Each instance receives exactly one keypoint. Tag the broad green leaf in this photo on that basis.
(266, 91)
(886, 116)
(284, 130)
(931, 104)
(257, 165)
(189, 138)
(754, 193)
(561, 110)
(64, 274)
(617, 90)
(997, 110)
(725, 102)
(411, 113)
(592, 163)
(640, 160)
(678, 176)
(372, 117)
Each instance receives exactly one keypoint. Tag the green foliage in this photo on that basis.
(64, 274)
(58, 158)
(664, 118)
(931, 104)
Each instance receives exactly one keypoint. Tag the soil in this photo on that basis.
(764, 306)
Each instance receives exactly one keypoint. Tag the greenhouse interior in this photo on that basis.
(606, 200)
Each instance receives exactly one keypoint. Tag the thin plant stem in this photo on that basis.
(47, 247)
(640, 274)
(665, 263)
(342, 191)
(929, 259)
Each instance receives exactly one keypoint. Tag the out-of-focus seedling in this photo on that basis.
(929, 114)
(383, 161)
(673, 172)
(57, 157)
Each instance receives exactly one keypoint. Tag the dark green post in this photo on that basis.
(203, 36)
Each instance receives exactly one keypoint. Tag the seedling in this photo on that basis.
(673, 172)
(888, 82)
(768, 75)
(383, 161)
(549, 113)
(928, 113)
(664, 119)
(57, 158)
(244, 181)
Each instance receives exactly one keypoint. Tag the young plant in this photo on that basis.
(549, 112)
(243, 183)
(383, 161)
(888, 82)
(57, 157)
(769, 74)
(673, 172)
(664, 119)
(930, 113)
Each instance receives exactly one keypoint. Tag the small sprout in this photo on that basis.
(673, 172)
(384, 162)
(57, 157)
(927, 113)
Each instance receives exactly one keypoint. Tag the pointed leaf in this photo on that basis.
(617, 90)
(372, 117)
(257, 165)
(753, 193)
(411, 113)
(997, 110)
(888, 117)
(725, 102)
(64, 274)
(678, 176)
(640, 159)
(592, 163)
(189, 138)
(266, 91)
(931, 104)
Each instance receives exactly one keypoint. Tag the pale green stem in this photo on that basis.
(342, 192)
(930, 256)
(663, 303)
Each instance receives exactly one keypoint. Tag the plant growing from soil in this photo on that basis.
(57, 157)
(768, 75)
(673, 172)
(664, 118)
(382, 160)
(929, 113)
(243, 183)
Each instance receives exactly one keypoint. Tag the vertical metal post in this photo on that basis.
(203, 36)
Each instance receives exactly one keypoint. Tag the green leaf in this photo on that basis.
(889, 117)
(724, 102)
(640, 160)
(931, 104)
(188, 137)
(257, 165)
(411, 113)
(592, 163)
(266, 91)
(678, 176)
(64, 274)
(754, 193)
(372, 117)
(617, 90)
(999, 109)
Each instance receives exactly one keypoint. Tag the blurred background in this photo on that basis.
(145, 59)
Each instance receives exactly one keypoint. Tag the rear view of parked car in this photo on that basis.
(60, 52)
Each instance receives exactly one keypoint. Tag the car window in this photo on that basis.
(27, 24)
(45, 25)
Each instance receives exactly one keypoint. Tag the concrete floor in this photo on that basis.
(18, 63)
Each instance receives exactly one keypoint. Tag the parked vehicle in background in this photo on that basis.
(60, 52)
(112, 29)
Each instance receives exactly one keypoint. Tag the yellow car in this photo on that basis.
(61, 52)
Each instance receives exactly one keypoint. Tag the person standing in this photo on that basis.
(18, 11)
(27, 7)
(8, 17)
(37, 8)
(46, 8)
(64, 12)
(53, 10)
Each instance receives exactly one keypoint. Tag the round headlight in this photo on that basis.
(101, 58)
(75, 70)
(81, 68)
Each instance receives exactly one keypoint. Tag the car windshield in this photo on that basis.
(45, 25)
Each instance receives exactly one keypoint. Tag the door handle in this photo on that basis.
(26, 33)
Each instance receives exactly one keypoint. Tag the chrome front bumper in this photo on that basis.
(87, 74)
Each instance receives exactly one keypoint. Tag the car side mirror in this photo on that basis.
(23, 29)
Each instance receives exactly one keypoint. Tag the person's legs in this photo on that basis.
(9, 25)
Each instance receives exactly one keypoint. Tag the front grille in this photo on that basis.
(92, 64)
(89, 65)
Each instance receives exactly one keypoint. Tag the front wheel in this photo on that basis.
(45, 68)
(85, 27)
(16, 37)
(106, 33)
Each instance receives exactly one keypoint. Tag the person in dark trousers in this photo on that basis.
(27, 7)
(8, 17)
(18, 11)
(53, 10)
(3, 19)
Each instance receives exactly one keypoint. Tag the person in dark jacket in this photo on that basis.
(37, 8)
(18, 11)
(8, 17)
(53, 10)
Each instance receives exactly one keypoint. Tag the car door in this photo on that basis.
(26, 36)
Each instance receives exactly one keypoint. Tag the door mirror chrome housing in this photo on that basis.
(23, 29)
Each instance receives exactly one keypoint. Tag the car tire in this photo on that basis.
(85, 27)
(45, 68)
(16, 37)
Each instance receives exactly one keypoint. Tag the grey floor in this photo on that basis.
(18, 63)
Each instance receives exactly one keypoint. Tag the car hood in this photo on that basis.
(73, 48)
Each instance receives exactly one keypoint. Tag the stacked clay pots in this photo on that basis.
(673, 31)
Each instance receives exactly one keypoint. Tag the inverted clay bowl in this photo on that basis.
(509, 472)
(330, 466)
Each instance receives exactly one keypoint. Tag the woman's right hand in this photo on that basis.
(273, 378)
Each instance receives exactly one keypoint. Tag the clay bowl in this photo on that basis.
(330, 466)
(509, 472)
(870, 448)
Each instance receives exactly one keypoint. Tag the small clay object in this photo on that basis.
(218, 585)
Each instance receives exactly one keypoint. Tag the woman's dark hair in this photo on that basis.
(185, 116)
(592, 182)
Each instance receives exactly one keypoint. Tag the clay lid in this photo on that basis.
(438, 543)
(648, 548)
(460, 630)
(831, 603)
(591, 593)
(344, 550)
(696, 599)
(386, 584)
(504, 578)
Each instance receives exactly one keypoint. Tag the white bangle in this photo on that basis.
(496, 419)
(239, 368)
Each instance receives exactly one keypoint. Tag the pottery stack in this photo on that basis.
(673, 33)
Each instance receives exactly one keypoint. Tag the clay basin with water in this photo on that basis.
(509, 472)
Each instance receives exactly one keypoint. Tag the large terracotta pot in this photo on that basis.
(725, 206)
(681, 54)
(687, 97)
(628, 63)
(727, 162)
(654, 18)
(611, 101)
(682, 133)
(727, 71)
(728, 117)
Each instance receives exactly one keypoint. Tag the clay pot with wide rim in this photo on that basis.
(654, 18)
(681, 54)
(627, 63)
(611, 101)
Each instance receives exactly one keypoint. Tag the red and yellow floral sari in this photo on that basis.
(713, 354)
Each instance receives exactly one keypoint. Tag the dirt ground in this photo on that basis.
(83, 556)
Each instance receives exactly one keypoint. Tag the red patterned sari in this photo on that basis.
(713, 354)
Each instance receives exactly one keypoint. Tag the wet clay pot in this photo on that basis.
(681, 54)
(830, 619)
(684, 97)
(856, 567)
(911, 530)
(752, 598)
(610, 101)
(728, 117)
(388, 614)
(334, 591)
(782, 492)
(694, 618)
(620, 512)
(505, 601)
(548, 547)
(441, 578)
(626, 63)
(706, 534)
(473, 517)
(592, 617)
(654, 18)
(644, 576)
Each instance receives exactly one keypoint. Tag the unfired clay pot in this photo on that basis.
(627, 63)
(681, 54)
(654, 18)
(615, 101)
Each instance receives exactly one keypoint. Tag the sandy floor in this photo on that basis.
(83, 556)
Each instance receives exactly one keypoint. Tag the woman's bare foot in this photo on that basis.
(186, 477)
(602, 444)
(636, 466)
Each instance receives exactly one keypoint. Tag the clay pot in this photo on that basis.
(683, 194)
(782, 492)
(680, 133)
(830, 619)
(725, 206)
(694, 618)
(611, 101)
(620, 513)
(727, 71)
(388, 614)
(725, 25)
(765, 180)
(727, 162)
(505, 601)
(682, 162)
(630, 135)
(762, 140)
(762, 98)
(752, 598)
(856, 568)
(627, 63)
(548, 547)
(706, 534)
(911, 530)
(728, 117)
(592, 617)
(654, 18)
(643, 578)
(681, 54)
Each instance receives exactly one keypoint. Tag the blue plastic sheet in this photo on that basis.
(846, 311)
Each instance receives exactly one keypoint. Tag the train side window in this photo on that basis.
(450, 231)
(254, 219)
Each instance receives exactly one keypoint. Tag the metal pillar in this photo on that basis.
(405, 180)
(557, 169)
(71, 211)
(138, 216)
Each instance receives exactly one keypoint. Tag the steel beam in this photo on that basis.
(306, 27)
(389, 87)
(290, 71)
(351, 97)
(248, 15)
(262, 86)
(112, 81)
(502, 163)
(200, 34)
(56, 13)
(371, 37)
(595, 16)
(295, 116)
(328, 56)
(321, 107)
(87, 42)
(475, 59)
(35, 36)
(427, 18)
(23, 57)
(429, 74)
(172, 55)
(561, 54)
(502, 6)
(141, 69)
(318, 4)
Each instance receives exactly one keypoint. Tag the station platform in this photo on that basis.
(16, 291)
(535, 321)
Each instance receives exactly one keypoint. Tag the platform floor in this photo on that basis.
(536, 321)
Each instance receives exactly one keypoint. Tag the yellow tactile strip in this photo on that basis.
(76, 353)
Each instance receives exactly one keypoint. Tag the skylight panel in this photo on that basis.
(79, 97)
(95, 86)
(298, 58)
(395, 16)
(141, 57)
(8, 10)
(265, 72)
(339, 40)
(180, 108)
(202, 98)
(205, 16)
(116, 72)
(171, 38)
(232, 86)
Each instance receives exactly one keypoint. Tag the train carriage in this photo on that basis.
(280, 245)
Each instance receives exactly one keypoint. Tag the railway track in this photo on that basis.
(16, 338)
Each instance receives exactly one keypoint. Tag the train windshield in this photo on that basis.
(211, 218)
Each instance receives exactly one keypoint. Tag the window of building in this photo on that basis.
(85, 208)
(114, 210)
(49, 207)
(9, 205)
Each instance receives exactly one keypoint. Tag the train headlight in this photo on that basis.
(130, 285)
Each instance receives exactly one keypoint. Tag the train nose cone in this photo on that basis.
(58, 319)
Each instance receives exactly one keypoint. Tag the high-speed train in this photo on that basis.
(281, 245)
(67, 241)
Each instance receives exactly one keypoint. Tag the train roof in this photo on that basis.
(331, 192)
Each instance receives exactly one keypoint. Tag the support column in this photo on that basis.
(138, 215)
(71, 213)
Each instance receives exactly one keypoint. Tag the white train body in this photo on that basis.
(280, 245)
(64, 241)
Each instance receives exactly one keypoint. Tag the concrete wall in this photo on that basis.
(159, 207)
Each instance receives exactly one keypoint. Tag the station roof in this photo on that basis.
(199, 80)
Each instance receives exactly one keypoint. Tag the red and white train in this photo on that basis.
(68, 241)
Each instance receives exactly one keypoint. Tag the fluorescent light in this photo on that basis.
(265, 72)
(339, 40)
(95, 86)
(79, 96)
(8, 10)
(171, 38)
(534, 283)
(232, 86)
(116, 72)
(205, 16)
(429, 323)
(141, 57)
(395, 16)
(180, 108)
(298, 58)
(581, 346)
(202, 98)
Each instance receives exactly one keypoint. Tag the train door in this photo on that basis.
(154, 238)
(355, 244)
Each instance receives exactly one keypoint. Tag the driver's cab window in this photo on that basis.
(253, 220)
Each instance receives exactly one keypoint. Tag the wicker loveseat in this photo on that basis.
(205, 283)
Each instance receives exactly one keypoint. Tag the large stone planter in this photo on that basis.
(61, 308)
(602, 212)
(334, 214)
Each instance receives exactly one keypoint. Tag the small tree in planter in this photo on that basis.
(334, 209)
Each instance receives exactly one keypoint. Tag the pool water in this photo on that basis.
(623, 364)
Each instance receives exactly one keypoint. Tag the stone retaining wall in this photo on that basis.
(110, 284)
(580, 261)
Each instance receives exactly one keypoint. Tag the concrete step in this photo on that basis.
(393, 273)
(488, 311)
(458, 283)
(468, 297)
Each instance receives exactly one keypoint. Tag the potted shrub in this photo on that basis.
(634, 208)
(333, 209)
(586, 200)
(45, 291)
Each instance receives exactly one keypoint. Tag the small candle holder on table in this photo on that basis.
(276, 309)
----------------------------------------
▶ _WHAT TO DO_: Look above for the line containing "step in this photo on that basis.", then please write out that line and each one after it through the end, exactly, with nothing else.

▶ _FINISHED TASK_:
Each instance receives exactly one keypoint. Tag the concrete step in this photo on that basis.
(393, 273)
(488, 311)
(458, 283)
(468, 297)
Each instance receives exactly one keypoint. Tag the potted shrub in this photo on that basis.
(634, 208)
(333, 209)
(586, 200)
(45, 291)
Each instance receives exactly one keypoint. Tag the small candle holder on table in this photo on that basis.
(276, 309)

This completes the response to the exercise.